Text:

──────────

What is he talking about? No examples are provided. Other than Bob Rae’s pro-union bill that Mike Harris repealed, and occasional back-to-work legislation, I’m not aware of any labour rights/privileges biting the dust. He also ignores the fact that many workers do not support their union, or favour unions in general. Or would admitting this be too "unruly" for the elites? The ones in charge of maintaining our national identity as a progressive people without a stable political consensus?

Ignatieff: "Some people are losing [their rights]. Ask organized labour. They’d say they have fewer rights – and less power – than fifty years ago. Closed shop agreements have been challenged, successfully, on the grounds that they violate the individual’s right to choose what group he wishes to join" (16).

And: "… union rights to closed shops and collective bargaining used to be regarded as a dastardly infringement on the freedom of individual workers and employers alike." (4-5)

Indeed they are. There is no "right" to a closed shop or collective bargaining, despite fatuous decisions to the contrary by the Supreme Court of Canada. The applicable right is freedom of association, which by definition includes the right not to associate (i.e., to boycott).

And more: "Even if we grant that individual and collective rights in the labour market need always to be balanced, it is clear that the pendulum has swung too far. Too many workers have no job security, no pension rights, no holiday rights, and they are working too many hours. This is the dark side of our affluence." (16)

This has nothing to do with affluence, and everything to do with the expansion of Big Government that strangles the economy, pays thousands of unproductive people within and outside of government, and causes overall economic productivity to decline. There is really no such thing as "job security", although it is much more likely to exist de facto in a free economy. Pensions are not rights, they are contracted benefits. And who exactly had their holidays taken away?

Ignatieff: "rights talk tends to focus attention not on the way the private economy runs, but on the way state power is exercised over us. Rights have both a positive and a negative relationship to state power. Positively, rights define our entitlements to state programs, such as unemployment insurance, welfare, health care and pensions. Negatively, rights are the instrument we have to rein in what Shakespeare called the insolence of office. Our rights are supposed to prevent governments from reading our mail, taking away our property without compensation, or making decisions without our consent" (30).

"Positive rights" is an anti-concept that essentially means the right to violate the ("negative") rights of others. This means they are a fraud, not rights at all. Taxation is a rights violation (i.e., use of force), but "positive rights" could not exist without it. If each of us had an unlimited right to the resources of others, where could one draw the line? Yet this is what the progressives would have us believe. Ignatieff has noted elsewhere that we’re not allowed to solve our disputes by force or fraud (page 32). When individual rights are respected, this rule applies equally to government actions. Even taking away property with compensation is a violation of an individual’s property rights.

Ignatieff unwittingly exposes the "social rights" and "positive rights" fraud: "Many of the provisions of [the Universal Declaration of Human Rights] – including those for medical insurance, unemployment compensation and paid holidays – may not be especially realistic as an agenda for social rights in the nations of the Third World, but they certainly encapsulate a very Canadian dream of social decency." (10)

──────────

Source material:

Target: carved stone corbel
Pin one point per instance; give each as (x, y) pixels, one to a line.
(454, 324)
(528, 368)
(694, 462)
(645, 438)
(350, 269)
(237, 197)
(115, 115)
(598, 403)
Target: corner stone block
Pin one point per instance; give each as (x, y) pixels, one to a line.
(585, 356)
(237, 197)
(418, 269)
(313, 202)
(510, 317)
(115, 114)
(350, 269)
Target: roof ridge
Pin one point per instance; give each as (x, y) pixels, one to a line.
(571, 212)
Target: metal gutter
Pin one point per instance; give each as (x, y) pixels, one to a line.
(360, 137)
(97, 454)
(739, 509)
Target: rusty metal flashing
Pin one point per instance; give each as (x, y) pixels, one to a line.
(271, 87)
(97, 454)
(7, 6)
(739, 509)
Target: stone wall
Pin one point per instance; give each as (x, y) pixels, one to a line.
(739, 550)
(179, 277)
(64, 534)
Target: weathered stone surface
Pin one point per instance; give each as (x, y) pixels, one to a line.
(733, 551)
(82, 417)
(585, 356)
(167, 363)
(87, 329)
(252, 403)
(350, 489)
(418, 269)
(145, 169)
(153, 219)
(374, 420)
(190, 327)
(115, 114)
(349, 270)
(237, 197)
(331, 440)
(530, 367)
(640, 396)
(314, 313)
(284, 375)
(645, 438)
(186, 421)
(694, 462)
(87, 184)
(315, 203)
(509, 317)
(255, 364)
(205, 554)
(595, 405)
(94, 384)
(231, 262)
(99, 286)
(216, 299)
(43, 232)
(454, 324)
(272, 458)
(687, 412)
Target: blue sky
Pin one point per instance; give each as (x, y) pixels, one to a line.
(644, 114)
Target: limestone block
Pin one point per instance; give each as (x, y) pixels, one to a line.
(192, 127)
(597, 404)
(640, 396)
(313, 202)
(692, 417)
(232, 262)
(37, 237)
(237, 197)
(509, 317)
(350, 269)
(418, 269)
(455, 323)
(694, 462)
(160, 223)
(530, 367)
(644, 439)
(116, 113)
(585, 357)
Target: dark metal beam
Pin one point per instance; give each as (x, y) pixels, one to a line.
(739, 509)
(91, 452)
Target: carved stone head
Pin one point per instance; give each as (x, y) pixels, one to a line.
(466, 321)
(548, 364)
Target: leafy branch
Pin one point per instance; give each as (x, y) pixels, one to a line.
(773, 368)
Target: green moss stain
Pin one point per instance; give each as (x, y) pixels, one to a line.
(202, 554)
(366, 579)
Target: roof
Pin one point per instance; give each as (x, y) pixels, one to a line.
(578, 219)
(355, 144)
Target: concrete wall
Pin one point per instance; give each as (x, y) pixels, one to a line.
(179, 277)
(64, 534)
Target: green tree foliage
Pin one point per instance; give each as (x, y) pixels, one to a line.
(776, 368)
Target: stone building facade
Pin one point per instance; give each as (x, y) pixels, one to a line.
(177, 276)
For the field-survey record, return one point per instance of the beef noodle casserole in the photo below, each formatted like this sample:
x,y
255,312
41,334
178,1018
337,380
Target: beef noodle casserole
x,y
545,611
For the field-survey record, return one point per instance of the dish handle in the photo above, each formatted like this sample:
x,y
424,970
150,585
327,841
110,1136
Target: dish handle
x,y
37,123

──────────

What needs to be done:
Decide whether each statement below agrees with the text on Ignatieff's views of rights. Answer yes or no for each, quoting the words that decide it.
1. The text treats pensions as rights.
2. Ignatieff is quoted as saying that rights are meant to stop governments from reading our mail.
3. The text holds that taking property with compensation respects property rights.

Output for this task:
1. No: "Pensions are not rights, they are contracted benefits."
2. Yes: "Our rights are supposed to prevent governments from reading our mail"
3. No: "Even taking away property with compensation is a violation of an individual’s property rights."